- From: Erik Bruchez <ebruchez@orbeon.com>
- Date: Wed, 26 Mar 2008 17:16:17 -0700
- To: public-xforms@w3.org
All,
I would like to suggest that we introduce a @name attribute on
xforms:bind to supplement the use of @id. There are several reasons
for this:
* In our current proposal for simplified syntax, we plan to use the
@name attribute on controls. Names don't have to be unique, yet the
corresponding xforms:bind/@id would have to be unique for the whole
document. This is an issue.
Consider the following example, which looks reasonable to me:
<xf:repeat name="repeat1">
<xf:input name="first-name"/>
</xf:repeat>
<xf:repeat name="repeat2">
<xf:input name="first-name"/>
</xf:repeat>
The corresponding data structure would look like this:
<form>
<repeat1>
<first-name>Joe</first-name>
<first-name>Anna</first-name>
</repeat1>
<repeat2>
<first-name>Mary</first-name>
<first-name>Bob</first-name>
<first-name>etc.</first-name>
</repeat>
</form>
If we translate this to canonical XForms using xforms:bind/@id, this
will obviously fail because there a duplicate id will be produced:
<xf:bind nodeset="repeat1">
<xf:bind id="first-name" nodeset="first-name"/>
</xf:bind>
<xf:bind nodeset="repeat2">
<xf:bind id="first-name" nodeset="first-name"/>
</xf:bind>
Using @name instead, you don't have a duplicate id, yet the name can
be resolved to the proper bind depending on whether you are within
the context of the first repeat or the second repeat:
<xf:bind nodeset="repeat1">
<xf:bind name="first-name" nodeset="first-name"/>
</xf:bind>
<xf:bind nodeset="repeat2">
<xf:bind name="first-name" nodeset="first-name"/>
</xf:bind>
* The use of @id to name things is in general quite limiting. It makes
sense to uniquely identify an element in a document, but it fails
wherever encapsulation and modularity are needed.

# GIVEN INFORMATION:

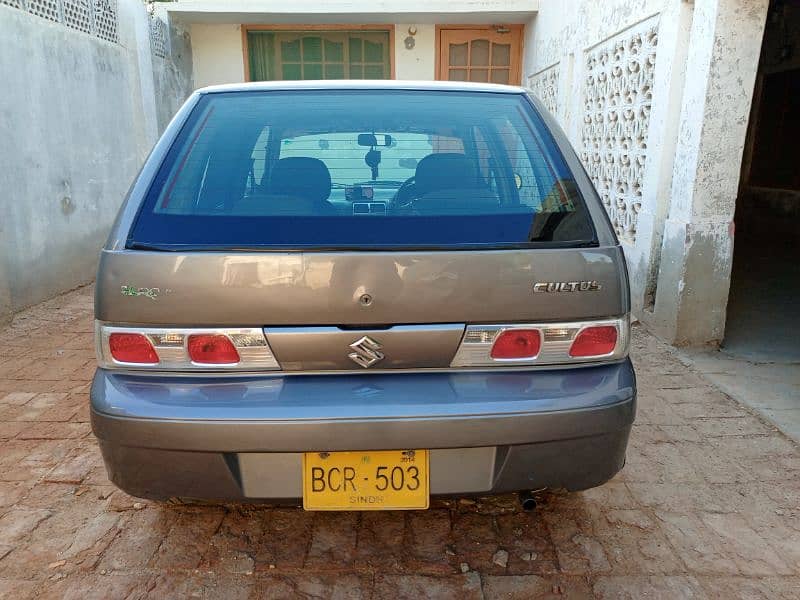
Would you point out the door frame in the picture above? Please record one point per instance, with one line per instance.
(316, 27)
(515, 77)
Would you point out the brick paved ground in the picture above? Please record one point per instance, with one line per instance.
(707, 506)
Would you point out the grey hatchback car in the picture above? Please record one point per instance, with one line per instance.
(359, 295)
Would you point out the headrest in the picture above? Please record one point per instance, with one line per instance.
(445, 170)
(301, 176)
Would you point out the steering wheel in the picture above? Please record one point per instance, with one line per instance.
(406, 194)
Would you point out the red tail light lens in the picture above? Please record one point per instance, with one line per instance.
(517, 343)
(594, 341)
(132, 348)
(212, 349)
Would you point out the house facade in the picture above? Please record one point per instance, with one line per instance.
(681, 111)
(659, 97)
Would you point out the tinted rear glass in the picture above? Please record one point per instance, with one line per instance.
(362, 169)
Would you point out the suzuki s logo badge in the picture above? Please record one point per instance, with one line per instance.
(566, 286)
(366, 352)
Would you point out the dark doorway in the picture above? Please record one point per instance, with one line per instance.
(763, 320)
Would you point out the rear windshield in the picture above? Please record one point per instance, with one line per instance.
(362, 169)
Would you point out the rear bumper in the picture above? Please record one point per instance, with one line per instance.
(239, 438)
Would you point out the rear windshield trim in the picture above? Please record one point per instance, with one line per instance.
(161, 174)
(360, 248)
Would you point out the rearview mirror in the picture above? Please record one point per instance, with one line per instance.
(371, 140)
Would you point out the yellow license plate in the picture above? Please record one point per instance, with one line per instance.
(380, 480)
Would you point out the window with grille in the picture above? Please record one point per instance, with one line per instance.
(291, 55)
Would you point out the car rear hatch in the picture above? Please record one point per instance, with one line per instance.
(241, 234)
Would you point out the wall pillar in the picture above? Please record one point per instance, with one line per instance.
(5, 289)
(697, 247)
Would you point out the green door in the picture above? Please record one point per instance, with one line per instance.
(287, 55)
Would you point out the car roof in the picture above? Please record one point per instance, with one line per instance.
(364, 84)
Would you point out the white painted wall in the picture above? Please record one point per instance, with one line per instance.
(79, 115)
(419, 62)
(705, 51)
(217, 55)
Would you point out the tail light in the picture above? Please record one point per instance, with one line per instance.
(132, 348)
(594, 341)
(514, 344)
(212, 349)
(543, 343)
(173, 349)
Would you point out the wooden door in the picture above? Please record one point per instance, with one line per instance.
(481, 54)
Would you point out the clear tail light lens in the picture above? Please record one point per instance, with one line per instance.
(212, 349)
(517, 343)
(132, 348)
(594, 341)
(183, 349)
(562, 343)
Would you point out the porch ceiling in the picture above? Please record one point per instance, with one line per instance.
(352, 11)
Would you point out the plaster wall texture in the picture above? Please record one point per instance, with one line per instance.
(217, 54)
(655, 97)
(79, 115)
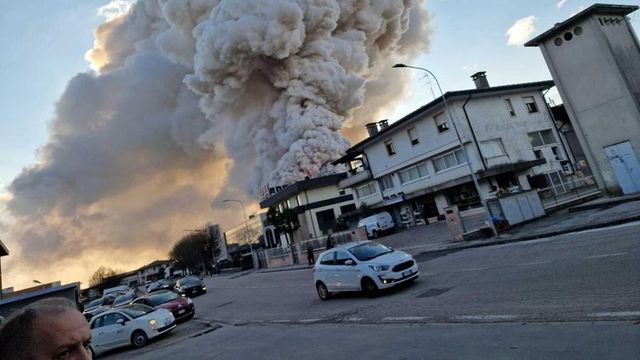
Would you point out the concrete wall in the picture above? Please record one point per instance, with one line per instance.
(598, 76)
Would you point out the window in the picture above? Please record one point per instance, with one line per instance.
(441, 123)
(327, 259)
(530, 104)
(449, 160)
(412, 173)
(342, 257)
(538, 154)
(366, 190)
(413, 136)
(386, 182)
(509, 105)
(492, 148)
(391, 150)
(540, 138)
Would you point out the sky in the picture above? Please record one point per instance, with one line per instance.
(45, 45)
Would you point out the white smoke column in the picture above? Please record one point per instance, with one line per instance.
(135, 156)
(307, 60)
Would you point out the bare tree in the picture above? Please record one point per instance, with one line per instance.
(100, 274)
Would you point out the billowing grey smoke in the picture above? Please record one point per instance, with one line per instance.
(309, 60)
(197, 99)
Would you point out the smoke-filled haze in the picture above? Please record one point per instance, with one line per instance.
(192, 102)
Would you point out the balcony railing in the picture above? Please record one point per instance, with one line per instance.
(354, 179)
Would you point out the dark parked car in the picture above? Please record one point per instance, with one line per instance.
(190, 286)
(98, 306)
(180, 306)
(160, 285)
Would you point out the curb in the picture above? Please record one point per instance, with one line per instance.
(534, 236)
(613, 202)
(284, 268)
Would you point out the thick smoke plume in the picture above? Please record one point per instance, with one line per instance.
(193, 100)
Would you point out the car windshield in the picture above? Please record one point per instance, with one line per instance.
(137, 310)
(122, 299)
(162, 297)
(368, 251)
(94, 303)
(188, 281)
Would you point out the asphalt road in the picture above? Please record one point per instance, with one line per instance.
(570, 296)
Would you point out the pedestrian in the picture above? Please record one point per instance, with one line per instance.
(310, 254)
(48, 329)
(330, 242)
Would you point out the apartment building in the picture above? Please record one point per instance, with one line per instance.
(417, 166)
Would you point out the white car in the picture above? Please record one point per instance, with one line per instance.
(362, 266)
(129, 325)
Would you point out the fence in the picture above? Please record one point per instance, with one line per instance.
(563, 191)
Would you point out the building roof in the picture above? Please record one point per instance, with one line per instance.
(449, 95)
(604, 9)
(3, 249)
(300, 186)
(39, 293)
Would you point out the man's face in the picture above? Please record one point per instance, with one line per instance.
(64, 336)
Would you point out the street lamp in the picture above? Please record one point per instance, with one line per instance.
(462, 147)
(246, 229)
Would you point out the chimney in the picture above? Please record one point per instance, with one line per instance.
(480, 79)
(372, 128)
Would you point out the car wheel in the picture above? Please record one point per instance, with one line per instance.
(369, 287)
(139, 338)
(323, 292)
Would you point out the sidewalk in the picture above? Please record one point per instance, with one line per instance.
(435, 237)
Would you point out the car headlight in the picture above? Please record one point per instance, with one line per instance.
(379, 267)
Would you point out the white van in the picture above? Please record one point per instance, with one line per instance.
(377, 224)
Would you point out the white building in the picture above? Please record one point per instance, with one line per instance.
(318, 201)
(416, 165)
(594, 58)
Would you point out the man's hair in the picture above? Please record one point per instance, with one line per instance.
(16, 333)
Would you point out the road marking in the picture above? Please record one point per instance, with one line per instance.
(467, 270)
(616, 314)
(353, 319)
(487, 317)
(534, 263)
(404, 318)
(605, 255)
(306, 321)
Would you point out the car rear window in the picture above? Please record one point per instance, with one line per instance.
(162, 297)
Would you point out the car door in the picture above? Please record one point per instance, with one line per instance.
(327, 269)
(347, 278)
(109, 333)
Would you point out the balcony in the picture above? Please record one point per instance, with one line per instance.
(354, 179)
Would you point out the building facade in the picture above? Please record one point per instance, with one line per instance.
(594, 58)
(416, 167)
(319, 203)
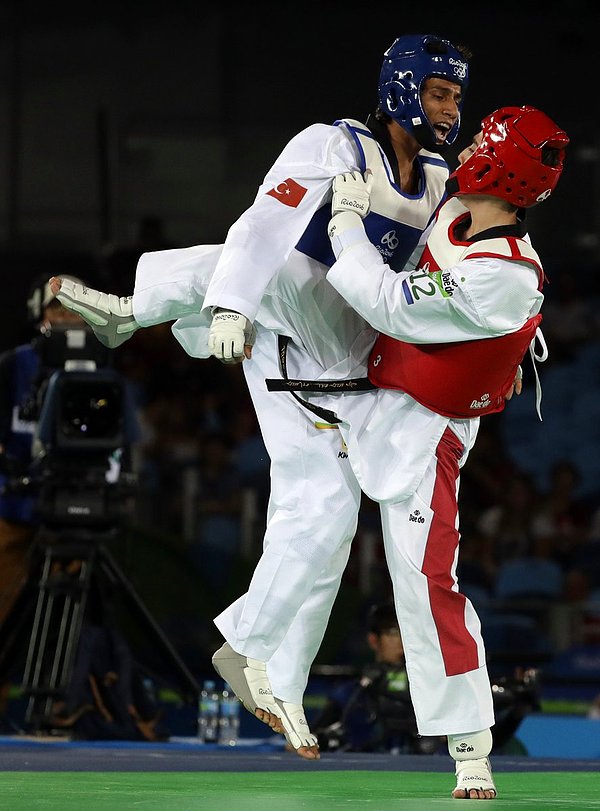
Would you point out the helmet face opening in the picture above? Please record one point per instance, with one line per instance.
(520, 158)
(407, 63)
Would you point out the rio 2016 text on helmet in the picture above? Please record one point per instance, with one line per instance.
(408, 62)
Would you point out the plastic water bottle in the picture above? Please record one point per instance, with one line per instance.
(229, 722)
(208, 713)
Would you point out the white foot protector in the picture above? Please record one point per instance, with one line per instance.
(110, 317)
(474, 775)
(247, 678)
(293, 720)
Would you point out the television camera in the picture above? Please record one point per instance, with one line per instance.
(84, 424)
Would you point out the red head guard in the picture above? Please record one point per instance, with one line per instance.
(520, 158)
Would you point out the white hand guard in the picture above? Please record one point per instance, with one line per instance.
(350, 203)
(110, 317)
(352, 192)
(229, 333)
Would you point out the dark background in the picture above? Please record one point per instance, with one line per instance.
(117, 111)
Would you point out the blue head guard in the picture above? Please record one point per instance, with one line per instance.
(407, 63)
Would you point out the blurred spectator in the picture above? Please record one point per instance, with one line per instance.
(562, 521)
(485, 478)
(374, 712)
(508, 527)
(568, 317)
(217, 544)
(583, 573)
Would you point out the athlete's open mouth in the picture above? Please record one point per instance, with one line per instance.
(441, 128)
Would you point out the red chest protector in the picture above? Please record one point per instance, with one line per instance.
(462, 379)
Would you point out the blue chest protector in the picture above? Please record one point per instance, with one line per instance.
(396, 220)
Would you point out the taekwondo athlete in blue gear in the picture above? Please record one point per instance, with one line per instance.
(282, 240)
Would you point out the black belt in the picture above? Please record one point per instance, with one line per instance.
(323, 386)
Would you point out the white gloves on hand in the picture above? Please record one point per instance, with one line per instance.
(229, 333)
(350, 204)
(352, 192)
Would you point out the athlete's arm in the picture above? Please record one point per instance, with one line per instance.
(261, 240)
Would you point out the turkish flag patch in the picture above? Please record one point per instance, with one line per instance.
(288, 192)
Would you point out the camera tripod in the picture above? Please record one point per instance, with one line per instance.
(69, 575)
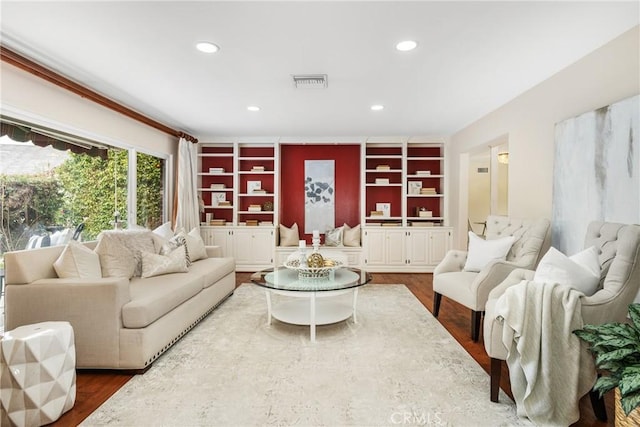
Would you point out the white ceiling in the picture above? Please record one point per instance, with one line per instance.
(472, 58)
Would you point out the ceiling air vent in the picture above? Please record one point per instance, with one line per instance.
(310, 81)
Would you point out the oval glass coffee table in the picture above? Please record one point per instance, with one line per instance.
(313, 301)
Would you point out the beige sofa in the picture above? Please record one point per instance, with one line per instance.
(119, 323)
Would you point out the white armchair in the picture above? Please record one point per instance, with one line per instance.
(619, 248)
(471, 289)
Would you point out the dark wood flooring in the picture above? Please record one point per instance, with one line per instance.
(95, 387)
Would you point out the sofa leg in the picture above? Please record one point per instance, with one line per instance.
(496, 370)
(599, 408)
(436, 303)
(476, 322)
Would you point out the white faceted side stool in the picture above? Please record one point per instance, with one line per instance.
(38, 377)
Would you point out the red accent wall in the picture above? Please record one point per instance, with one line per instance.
(347, 175)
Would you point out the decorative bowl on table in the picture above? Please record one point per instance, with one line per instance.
(313, 271)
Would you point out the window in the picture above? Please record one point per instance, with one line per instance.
(47, 192)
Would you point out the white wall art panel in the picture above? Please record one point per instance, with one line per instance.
(596, 172)
(319, 202)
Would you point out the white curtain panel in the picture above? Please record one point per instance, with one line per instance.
(187, 215)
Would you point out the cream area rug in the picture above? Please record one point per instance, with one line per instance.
(396, 366)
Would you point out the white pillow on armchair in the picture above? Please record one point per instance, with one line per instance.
(482, 252)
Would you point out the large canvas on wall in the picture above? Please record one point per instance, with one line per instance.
(596, 172)
(319, 202)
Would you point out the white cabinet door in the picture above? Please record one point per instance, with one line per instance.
(254, 247)
(384, 247)
(439, 245)
(418, 247)
(395, 247)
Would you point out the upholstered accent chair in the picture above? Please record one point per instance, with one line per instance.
(619, 254)
(471, 288)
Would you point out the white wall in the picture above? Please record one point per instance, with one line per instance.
(26, 93)
(608, 74)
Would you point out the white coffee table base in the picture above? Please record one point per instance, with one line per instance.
(312, 308)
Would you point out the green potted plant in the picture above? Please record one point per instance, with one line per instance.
(616, 347)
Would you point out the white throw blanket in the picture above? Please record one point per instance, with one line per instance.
(550, 368)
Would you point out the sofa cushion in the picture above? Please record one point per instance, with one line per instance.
(153, 297)
(119, 252)
(289, 236)
(213, 269)
(156, 264)
(78, 261)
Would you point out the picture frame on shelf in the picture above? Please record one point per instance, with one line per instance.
(414, 187)
(216, 198)
(253, 185)
(385, 208)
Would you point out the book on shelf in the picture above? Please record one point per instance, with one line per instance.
(252, 186)
(428, 190)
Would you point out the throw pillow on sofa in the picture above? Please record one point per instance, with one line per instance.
(155, 264)
(333, 237)
(78, 261)
(175, 242)
(119, 252)
(289, 236)
(351, 236)
(482, 252)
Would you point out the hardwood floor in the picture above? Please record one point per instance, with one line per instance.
(95, 387)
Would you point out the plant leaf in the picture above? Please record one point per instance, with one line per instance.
(630, 403)
(634, 314)
(618, 355)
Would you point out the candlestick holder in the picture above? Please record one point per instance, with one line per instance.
(315, 242)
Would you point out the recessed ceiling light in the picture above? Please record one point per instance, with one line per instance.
(207, 47)
(406, 45)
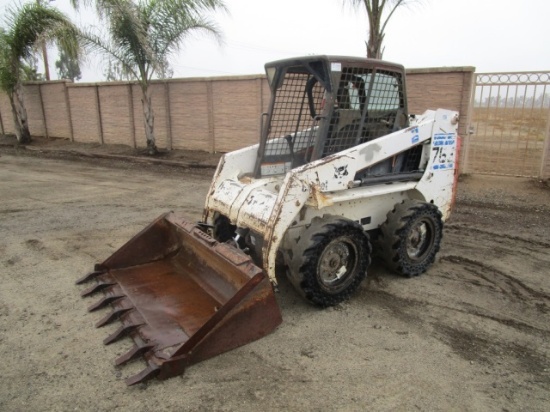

# WRITTEN PROBLEM:
Please say which attribute the XForms mailing-list message above proposes adding to xforms:bind.

# SOLUTION TO THE EXERCISE:
A @name attribute, to supplement the use of @id.